__Fragmento seleccionado__
* * *

En retrospectiva, el triunfo electoral de Rafael Correa se produjo como consecuencia de una confluencia electoral en torno a un proyecto que prometía acabar con el modelo neoliberal en el país y recuperar la soberanía nacional frente a los Estados Unidos de Norteamérica, en un contexto de agotamiento de la clase política tradicional y de las políticas neoliberales. Aunque en un principio contó con el apoyo de distintos sectores de izquierda y de organizaciones de los pueblos indígenas –con los cuales estableció nuevas pautas para el ejercicio político–, posteriormente evidenció fuertes discrepancias programáticas con estos, que a la postre derivaron en la abierta oposición de dichos grupos ante el manejo gubernamental de temas como la soberanía, el cambio de matriz productiva y la superación del desarrollo capitalista, así como de las políticas de depredación de la naturaleza, dentro de las cuales el Yasuní-ITT es uno de los casos más emblemáticos.
Patrón de poder mundial, colonialidad de la naturaleza y posneoliberalismo
El sistema-mundo moderno/colonial y el patrón de poder mundial capitalista
A lo largo del siglo XX, la comprensión sobre las problemáticas que atañen a América Latina se caracterizó por la búsqueda de una perspectiva global que diera cuenta del papel que esta cumple en el sistema capitalista mundial. Autores vinculados a lo que vino a denominarse la teoría marxista de la dependencia, entre los que están Ruy Mauro Marini (1973), Theotonio Dos Santos (1978, 2003) y Andre Gunder Frank (1967), entre otros, se propusieron explicar la condición de subyugación en la que se encuentra el continente desde su inserción en el capitalismo mundial y el papel que la lucha de clases cumple en dicho proceso. Los dependentistas de orientación marxista se encargaron de fundamentar teóricamente líneas de acción política revolucionaria, que rechazaban tanto el desarrollismo cepalino como el dogmatismo presente en la URSS y en los partidos comunistas latinoamericanos23.

* * *

__Conjunto de datos__
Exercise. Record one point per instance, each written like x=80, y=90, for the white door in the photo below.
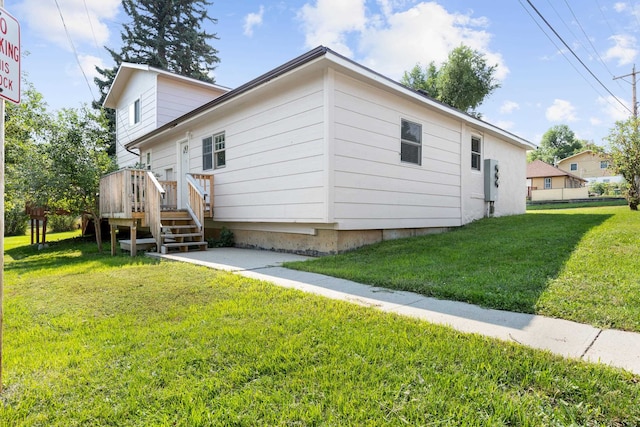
x=184, y=170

* * *

__Consigna 1__
Nombra a todos los autores de la teoría marxista de la dependencia que cita el fragmento seleccionado.
__Consigna 2__
Prolonga el fragmento seleccionado sobre Correa y la teoría de la dependencia desde su última oración.

__Respuesta 1__
Ruy Mauro Marini, Theotonio Dos Santos y Andre Gunder Frank.

__Respuesta 2__
Esta perspectiva de análisis permitió la caracterización del capitalismo como un sistema basado en una relación dialéctica entre centro y periferia, marcada por el intercambio desigual. En esta dinámica, los países periféricos –que devienen productores de alimentos y materias primas en función del lugar que ocupan en la división internacional del trabajo– se caracterizan por la imposibilidad de alcanzar su propio desarrollo capitalista de manera autónoma, pues son dependientes del mercado mundial –esto es, de los países centrales industrializados, productores de manufacturas– para su propia acumulación de capital. La dialéctica de la dependencia, que acompaña a estas formaciones sociales, implica la sobreexplotación de la fuerza laboral por parte de las burguesías locales, como consecuencia de la extracción constante de valor de los trabajadores que habitan los territorios dependientes y de su transferencia hacia las potencias industrializadas (Marini, 1973).
La teoría marxista de la dependencia representó una de las mayores contribuciones a la creación de un paradigma de pensamiento auténticamente latinoamericano con vocación crítica y transformadora. Sin embargo, el énfasis puesto en el aspecto económico de la dependencia desplazó la atención de las esferas simbólicas y epistemológicas del poder que recae sobre los sujetos subalternizados dentro del orden mundial, particularmente de aquellos que habitan el territorio latinoamericano (Castro-Gómez y Grosfoguel, 2007).
Las limitaciones de la teoría marxista de la dependencia, percibidas por autores como Aníbal Quijano –que hizo parte de dicha corriente hasta la década de los noventa–, condujeron a la formulación de nuevas propuestas para la caracterización de la realidad del continente por medio del diálogo con los estudios poscoloniales, así como con el análisis del sistema-mundo elaborado por Immanuel Wallerstein24, entre otros elementos (Castro-Gómez y Grosfoguel, 2007).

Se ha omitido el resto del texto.